### [WHAT YOU WILL DO]
Would you please retype, exactly, the lines of the listing below between the line with "Place a point on the batting" and the line with "Place a point on the green outfield", inclusive?

### [EXTRACTED ENTRIES]
****************
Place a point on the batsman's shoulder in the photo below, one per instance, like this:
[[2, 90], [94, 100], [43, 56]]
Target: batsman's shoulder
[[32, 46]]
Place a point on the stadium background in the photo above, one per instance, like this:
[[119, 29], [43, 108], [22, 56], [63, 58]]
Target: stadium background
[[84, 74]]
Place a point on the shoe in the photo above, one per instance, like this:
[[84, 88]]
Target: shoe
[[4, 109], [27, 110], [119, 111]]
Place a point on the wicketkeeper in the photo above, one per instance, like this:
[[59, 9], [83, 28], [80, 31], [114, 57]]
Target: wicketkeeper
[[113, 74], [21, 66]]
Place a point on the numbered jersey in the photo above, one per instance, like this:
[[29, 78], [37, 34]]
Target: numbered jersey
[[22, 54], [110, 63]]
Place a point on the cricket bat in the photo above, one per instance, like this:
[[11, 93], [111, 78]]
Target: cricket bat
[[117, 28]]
****************
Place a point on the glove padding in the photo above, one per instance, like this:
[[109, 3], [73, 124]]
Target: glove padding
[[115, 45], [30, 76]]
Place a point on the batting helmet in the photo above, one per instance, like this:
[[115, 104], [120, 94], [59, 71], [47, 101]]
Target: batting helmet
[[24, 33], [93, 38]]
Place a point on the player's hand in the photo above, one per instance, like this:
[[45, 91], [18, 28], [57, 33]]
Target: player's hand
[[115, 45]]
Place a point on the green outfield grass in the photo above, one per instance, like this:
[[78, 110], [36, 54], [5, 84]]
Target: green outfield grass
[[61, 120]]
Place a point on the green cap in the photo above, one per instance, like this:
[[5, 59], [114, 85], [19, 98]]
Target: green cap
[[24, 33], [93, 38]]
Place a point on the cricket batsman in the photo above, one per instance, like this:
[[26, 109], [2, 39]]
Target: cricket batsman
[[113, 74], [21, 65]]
****************
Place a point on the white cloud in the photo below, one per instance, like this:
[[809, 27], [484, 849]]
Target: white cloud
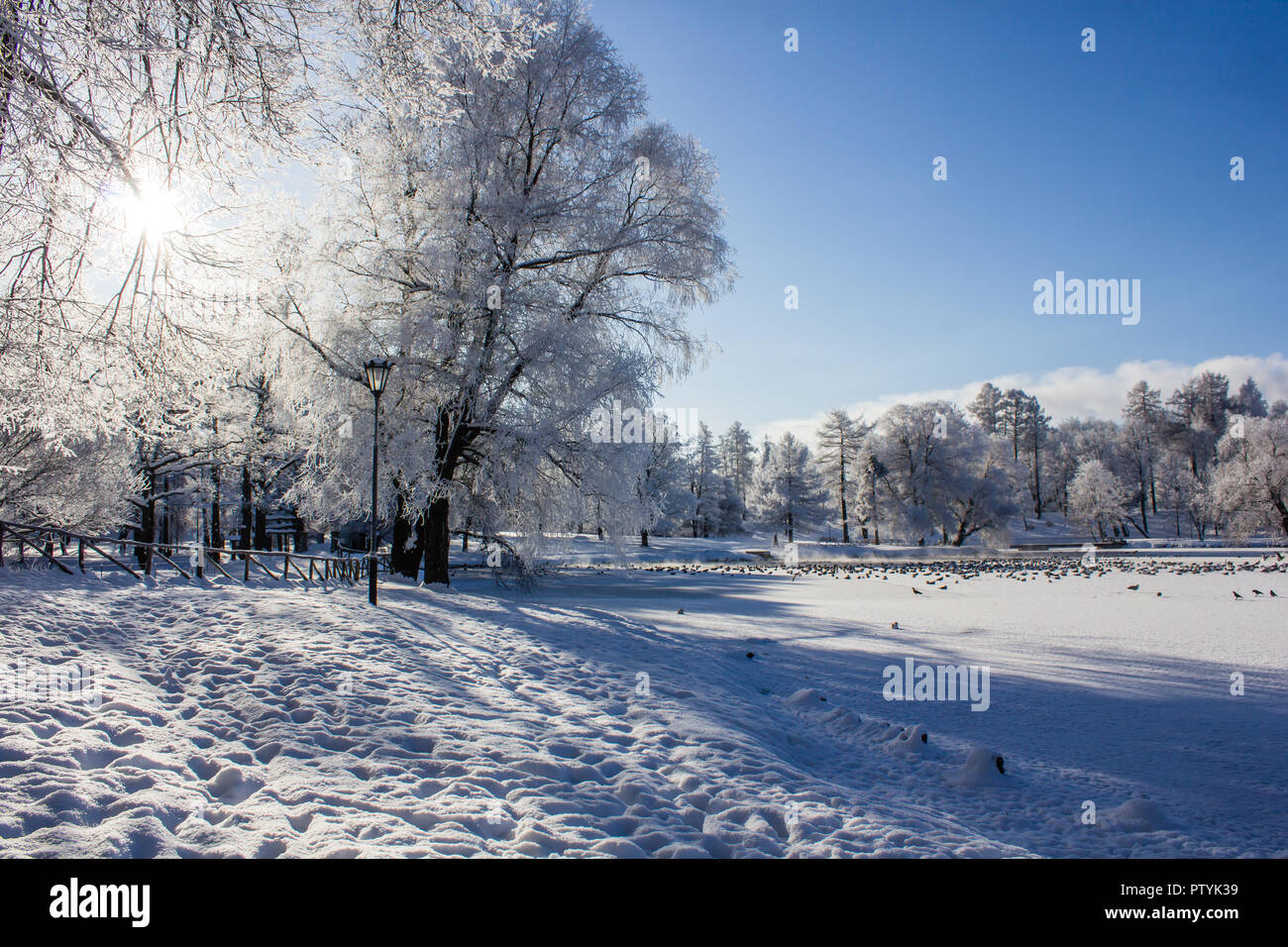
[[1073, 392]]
****************
### [REPLY]
Place a point on the batting helmet in the photo above, one per instance, like this:
[[115, 104], [120, 94], [59, 71], [47, 101]]
Target: batting helmet
[[24, 33], [93, 38]]
Place a point on the player's hand in the photo above, one per instance, like this:
[[45, 91], [18, 28], [57, 33]]
Target: player's hand
[[115, 45]]
Place a point on the green outfield grass in the photo above, one per instance, like this:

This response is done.